STUDY TEXT:
■ ■ ■ ■ ■ ■ ■

It Isn't Real, But It's Scary Anyway -- Issaquah Students See Graphic Results Of Drunken Driving

ISSAQUAH

The dead student lay on the ground, covered by a white sheet. A dozen firefighters, medics and police officers swarmed around a smashed station wagon, pulling injured teenagers from the car and loading them into waiting ambulances. Two sobbing girls huddled behind the wheel of a police cruiser.

"Dead, dead!" one of them wailed as a chaplain tried to comfort her.

Twenty feet away, more than a 1,000 students formed a ring around the accident and watched. At first they laughed and made wisecracks. Then they grew more serious as the grim scene unfolded.

Yesterday's car crash at Issaquah High School was only an act - a re-enactment by the Issaquah Fire and Police departments, King County Fire District 10, Bellevue Medic 14 and Harborview Medical Center's Airlift Northwest helicopter to dramatize the perils of drinking and driving.

But to many Issaquah students who watched, the scene evoked memories of a real car crash more than a year ago that took the lives of two Issaquah students and seriously injured another.

The January 1996 accident killed David Harris, 16, and Joseph Weber, 17, and seriously injured Lucas Doherty, who is a senior at the school this year. Excessive speed, not drug or alcohol use, was to blame. At the time of the crash, the car was traveling so fast it flew off the road and wrapped around a utility pole, the front bumper touching the rear.

"A lot of people are still thinking about it," said Kim Newman, a junior who knew one of the students killed. Newman said many of her friends have not heeded the lessons of that accident: "There are days when it just scares me - when I hear a siren, I wonder if it's someone I know."

Those concerns were echoed by other students. Like teens everywhere, some Issaquah teens, even those who were close to Weber and Harris, still drive too fast, drive recklessly or drink and drive.

"A lot of people are hypocritical," said Keridwyn Deller, who played one of the sobbing students in the re-enactment. "I still see people going way too fast. They're young - they think they're invincible."

"I'll freely admit it: I've been in a car with a drunk driver," said Shohrah Ghorishi, a sophomore. "I knew it wasn't OK through the whole thing."

■ ■ ■ ■ ■ ■ ■

RECORD EXCERPTS:
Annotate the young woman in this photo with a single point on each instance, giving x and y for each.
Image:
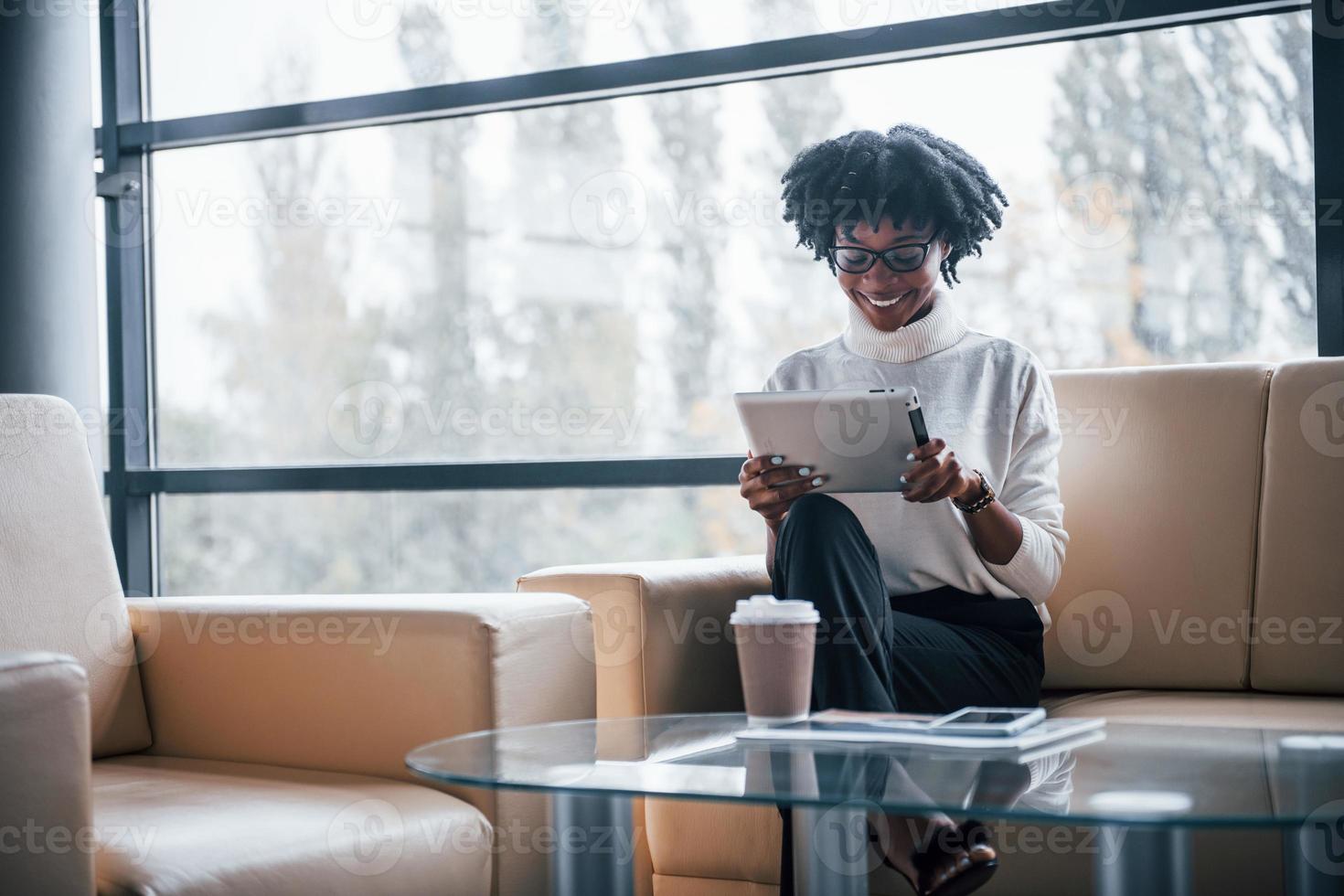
(932, 598)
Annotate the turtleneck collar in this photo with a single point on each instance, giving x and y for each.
(938, 329)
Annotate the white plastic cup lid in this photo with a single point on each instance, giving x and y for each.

■ ■ ■ ■ ■ ■ ■

WHAT YOU SHOULD DO:
List every student named in the article about the Issaquah drunken-driving re-enactment.

RESPONSE TO THIS EXERCISE:
David Harris, Joseph Weber, Lucas Doherty, Kim Newman, Keridwyn Deller, Shohrah Ghorishi